--- What to do ---
Rewrite all of the material below as a numbered list, one item per line, leaving out blank lines and the pictures.

--- Source records ---
--

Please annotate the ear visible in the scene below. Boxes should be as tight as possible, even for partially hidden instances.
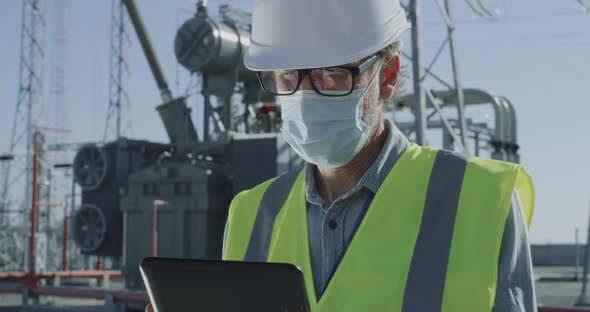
[379,54,400,102]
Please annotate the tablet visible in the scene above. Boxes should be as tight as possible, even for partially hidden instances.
[140,257,310,312]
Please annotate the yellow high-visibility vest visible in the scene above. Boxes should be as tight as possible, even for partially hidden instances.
[223,144,534,312]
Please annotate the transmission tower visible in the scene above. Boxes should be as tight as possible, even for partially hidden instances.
[403,0,467,153]
[103,0,130,141]
[0,0,46,269]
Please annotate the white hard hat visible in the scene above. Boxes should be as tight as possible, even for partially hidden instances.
[244,0,410,70]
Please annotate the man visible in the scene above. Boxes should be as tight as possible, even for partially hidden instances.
[147,0,536,312]
[224,0,536,312]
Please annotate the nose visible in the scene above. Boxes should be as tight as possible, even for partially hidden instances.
[299,74,313,90]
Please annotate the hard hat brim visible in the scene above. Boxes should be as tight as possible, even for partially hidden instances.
[244,14,410,71]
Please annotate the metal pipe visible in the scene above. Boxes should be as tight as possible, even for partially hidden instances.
[445,0,467,146]
[29,129,39,273]
[410,0,426,145]
[123,0,172,103]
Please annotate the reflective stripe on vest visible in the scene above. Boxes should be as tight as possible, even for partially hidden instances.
[224,144,534,312]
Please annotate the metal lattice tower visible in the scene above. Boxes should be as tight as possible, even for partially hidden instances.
[0,0,46,239]
[404,0,467,153]
[103,0,131,141]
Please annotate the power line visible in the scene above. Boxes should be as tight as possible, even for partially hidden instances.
[424,11,588,27]
[424,32,590,45]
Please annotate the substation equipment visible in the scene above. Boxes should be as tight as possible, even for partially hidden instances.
[63,0,519,300]
[67,1,303,289]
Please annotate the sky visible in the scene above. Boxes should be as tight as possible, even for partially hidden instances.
[0,0,590,243]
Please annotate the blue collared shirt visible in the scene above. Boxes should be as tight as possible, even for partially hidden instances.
[305,119,537,312]
[223,119,537,312]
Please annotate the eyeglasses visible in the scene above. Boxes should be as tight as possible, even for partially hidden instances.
[256,53,381,96]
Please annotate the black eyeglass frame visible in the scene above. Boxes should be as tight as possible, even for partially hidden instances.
[256,52,383,97]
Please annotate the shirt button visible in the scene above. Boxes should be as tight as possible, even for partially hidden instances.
[328,220,338,230]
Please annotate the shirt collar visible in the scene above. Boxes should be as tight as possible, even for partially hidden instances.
[304,119,409,206]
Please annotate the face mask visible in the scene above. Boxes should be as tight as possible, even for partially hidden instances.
[277,69,377,168]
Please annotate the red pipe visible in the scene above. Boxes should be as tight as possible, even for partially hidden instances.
[0,270,123,280]
[31,286,149,304]
[0,283,590,312]
[152,200,158,257]
[61,214,69,271]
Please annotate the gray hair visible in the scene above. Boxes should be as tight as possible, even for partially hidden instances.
[381,40,408,105]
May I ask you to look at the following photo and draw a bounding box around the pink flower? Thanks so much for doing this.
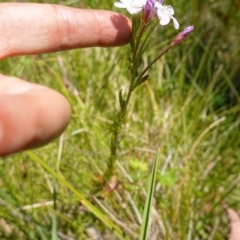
[142,0,155,24]
[172,26,194,46]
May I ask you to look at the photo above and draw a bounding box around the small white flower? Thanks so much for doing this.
[114,0,146,14]
[155,2,179,29]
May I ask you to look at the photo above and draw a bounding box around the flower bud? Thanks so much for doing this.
[172,26,194,46]
[142,0,155,24]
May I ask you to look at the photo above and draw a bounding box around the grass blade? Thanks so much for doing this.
[27,151,128,240]
[139,149,159,240]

--

--- Solution to this exercise ---
1. Please annotate the ear visible in the scene below. Boxes should be as tight as possible, even for partially hidden instances.
2. [379,54,400,102]
3. Please annotate the tablet visible in the scene above. Boxes should be as tight as possible, even for partially hidden instances.
4. [140,257,310,312]
5. Please annotate the yellow high-visibility vest visible in the scene above. Boxes should be as tight as possible, even for partially hidden instances.
6. [223,144,534,312]
7. Please annotate the transmission tower visible in the scene above. Boxes should be as tight as possible, even for partially hidden instances.
8. [403,0,467,153]
9. [103,0,130,141]
10. [0,0,46,269]
11. Please annotate the white hard hat visible in the scene above. Boxes should be as tight as possible, even for partially hidden instances.
12. [244,0,410,70]
13. Please annotate the man visible in the scene above. Boxes should be as tight as possible, even for partially hidden instances.
14. [147,0,536,312]
15. [224,0,536,312]
16. Please annotate the nose visible in the scene above. Boxes should be as tight as possible, even for partially hidden instances.
17. [299,74,313,90]
18. Please annotate the hard hat brim visible in the scene above. Boxes should be as tight as possible, even for partially hidden instances.
19. [244,14,410,71]
20. Please annotate the metal pipe visible in the scene above. Boxes should be as tight as possible, even for partially hidden instances.
21. [445,0,467,146]
22. [29,129,39,273]
23. [410,0,426,145]
24. [123,0,172,103]
25. Please annotate the reflective stripe on vest visible in the scene above. Boxes should be as tight as possible, even for partially hidden instances.
26. [224,144,534,312]
27. Please annotate the metal lattice tower visible in the scene above. Boxes should be as tight as possible, even for partially hidden instances.
28. [0,0,46,239]
29. [404,0,467,153]
30. [103,0,131,141]
31. Please annotate the power line visible in the scene above. Boxes should be as tight as possible, even for partially hidden instances.
32. [424,11,588,27]
33. [424,32,590,45]
34. Please annotate the substation equipment visible in the scene above. Boxes should be as tight as possible, even for partially hidden instances.
35. [63,0,519,300]
36. [67,1,303,289]
37. Please annotate the sky visible in the scene above. Boxes should be as tight as possible, even for partially hidden instances.
38. [0,0,590,243]
39. Please annotate the blue collared shirt visible in the scene above. Boxes should be as tight as possible, even for partially hidden instances.
40. [305,119,537,312]
41. [223,119,537,312]
42. Please annotate the eyeglasses visible in the scene above. Boxes should be as tight as possible, even for partially hidden instances.
43. [256,53,381,96]
44. Please annotate the black eyeglass frame visible in the scene above. Boxes should be as tight as possible, even for partially hidden instances.
45. [256,52,383,97]
46. Please annotate the shirt button visible in the scene above. Boxes should be as tight as possible, even for partially hidden instances.
47. [328,220,338,230]
48. Please annotate the shirt collar visible in the scene above. Boxes should be as tight as possible, even for partially hidden instances.
49. [304,119,409,206]
50. Please annotate the face mask visible in the scene above. Boxes should be as tight as possible, even for partially hidden instances.
51. [277,69,377,168]
52. Please annotate the red pipe visible in the scene above. Boxes should be as tight as possible, even for partially hidden instances.
53. [0,270,123,280]
54. [31,286,149,304]
55. [0,283,590,312]
56. [152,200,158,257]
57. [61,214,69,271]
58. Please annotate the gray hair visible in the scene above. Boxes should be as tight as possible, even for partially hidden instances.
59. [381,40,408,105]
60. May I ask you to look at the following photo and draw a bounding box around the pink flower? Thanks so much for doing this.
61. [142,0,155,24]
62. [172,26,194,46]
63. May I ask you to look at the photo above and draw a bounding box around the small white flower? Thanks so much for doing this.
64. [114,0,146,14]
65. [155,2,179,29]
66. May I ask you to look at the photo above and draw a bounding box around the flower bud? Thanks so much for doing this.
67. [172,26,194,46]
68. [142,0,155,24]
69. May I ask you to look at the photo above and draw a bounding box around the grass blade? Thanks so much for doing this.
70. [27,151,128,240]
71. [139,149,159,240]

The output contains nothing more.